_INSTRUCTION_. Which lines in the items below contain the word "wire", with case counting? Pick out each of those lines and copy it.

Labeled-object pointing items
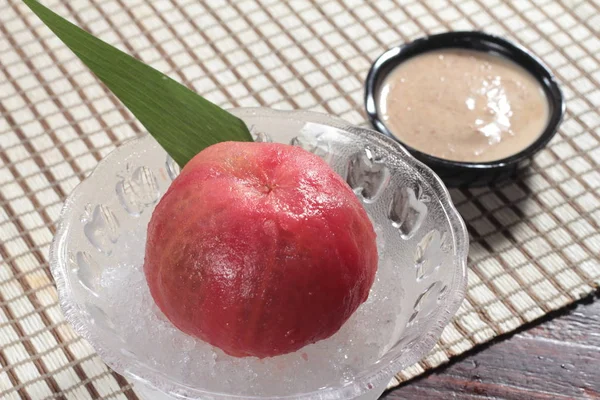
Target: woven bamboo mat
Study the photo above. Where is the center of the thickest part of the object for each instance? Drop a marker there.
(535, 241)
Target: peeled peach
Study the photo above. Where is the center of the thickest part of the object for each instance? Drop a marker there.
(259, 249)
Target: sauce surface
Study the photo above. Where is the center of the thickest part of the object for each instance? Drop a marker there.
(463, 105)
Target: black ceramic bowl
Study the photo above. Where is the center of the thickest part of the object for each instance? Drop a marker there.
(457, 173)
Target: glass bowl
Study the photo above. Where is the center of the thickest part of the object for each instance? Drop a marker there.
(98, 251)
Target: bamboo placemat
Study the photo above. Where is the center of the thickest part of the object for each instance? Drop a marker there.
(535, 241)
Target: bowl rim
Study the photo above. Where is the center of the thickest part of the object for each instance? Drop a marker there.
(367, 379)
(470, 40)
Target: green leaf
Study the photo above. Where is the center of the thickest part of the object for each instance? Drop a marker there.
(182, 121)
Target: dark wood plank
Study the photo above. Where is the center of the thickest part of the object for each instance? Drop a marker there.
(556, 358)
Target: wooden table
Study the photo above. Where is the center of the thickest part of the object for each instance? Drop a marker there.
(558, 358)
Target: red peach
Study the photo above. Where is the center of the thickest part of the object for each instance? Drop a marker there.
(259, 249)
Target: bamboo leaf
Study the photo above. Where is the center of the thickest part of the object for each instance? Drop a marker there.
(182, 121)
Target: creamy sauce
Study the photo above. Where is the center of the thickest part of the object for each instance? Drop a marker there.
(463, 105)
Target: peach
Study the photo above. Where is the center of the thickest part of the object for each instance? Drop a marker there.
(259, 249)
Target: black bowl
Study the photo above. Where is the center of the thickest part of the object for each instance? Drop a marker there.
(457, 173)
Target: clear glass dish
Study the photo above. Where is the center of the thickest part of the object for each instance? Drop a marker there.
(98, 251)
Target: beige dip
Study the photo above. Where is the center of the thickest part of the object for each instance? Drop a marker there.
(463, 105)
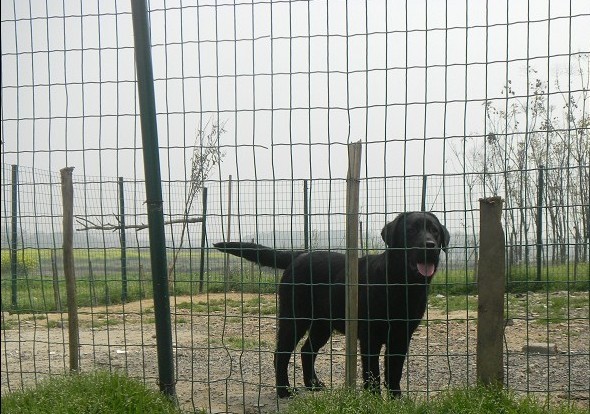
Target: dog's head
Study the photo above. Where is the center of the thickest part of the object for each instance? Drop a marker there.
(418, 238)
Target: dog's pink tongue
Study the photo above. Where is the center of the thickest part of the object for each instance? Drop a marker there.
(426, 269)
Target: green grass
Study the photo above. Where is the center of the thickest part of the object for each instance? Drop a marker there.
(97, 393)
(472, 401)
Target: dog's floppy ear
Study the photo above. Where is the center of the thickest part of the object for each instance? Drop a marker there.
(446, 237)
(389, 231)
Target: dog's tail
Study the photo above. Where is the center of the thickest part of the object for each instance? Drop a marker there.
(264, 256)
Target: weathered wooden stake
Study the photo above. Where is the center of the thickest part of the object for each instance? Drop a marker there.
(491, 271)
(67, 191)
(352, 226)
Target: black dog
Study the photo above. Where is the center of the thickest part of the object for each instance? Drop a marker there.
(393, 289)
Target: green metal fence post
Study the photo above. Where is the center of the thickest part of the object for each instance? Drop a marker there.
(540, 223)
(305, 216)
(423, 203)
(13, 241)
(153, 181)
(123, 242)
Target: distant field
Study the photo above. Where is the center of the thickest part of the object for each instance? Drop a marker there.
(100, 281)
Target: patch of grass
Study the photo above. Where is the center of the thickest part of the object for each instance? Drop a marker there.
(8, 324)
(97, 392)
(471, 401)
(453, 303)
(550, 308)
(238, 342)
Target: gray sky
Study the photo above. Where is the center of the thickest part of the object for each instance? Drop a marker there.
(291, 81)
---
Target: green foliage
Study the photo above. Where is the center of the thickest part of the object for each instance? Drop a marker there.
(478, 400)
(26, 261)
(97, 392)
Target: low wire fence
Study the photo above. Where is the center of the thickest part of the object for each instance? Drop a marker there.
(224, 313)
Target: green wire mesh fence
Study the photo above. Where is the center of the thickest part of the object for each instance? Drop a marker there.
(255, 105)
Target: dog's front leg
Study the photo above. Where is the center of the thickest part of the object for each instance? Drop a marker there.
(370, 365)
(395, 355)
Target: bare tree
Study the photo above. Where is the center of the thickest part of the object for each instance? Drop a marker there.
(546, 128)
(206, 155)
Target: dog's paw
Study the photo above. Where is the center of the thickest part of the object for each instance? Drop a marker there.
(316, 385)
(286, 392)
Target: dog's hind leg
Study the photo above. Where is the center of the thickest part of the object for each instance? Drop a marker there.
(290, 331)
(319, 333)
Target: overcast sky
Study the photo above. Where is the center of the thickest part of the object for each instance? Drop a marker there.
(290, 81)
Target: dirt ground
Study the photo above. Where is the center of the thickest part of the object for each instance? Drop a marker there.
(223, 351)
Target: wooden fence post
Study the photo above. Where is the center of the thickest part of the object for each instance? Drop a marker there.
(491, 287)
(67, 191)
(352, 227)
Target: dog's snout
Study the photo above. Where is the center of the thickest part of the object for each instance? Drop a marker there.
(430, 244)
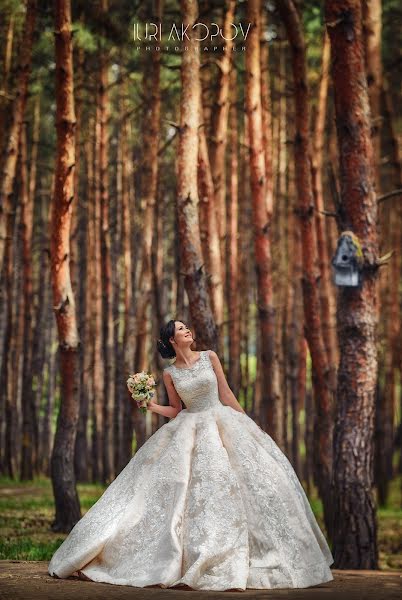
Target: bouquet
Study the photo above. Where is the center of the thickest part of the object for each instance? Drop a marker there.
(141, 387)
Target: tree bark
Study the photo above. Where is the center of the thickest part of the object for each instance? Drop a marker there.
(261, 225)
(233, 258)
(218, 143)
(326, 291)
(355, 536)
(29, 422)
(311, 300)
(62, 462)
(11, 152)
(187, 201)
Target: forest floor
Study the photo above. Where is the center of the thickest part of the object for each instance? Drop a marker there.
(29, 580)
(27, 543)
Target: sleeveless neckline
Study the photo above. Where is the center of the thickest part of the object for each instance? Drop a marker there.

_RESULT FOR THIS TASK_.
Target: low wire fence
Target: green wire mesh fence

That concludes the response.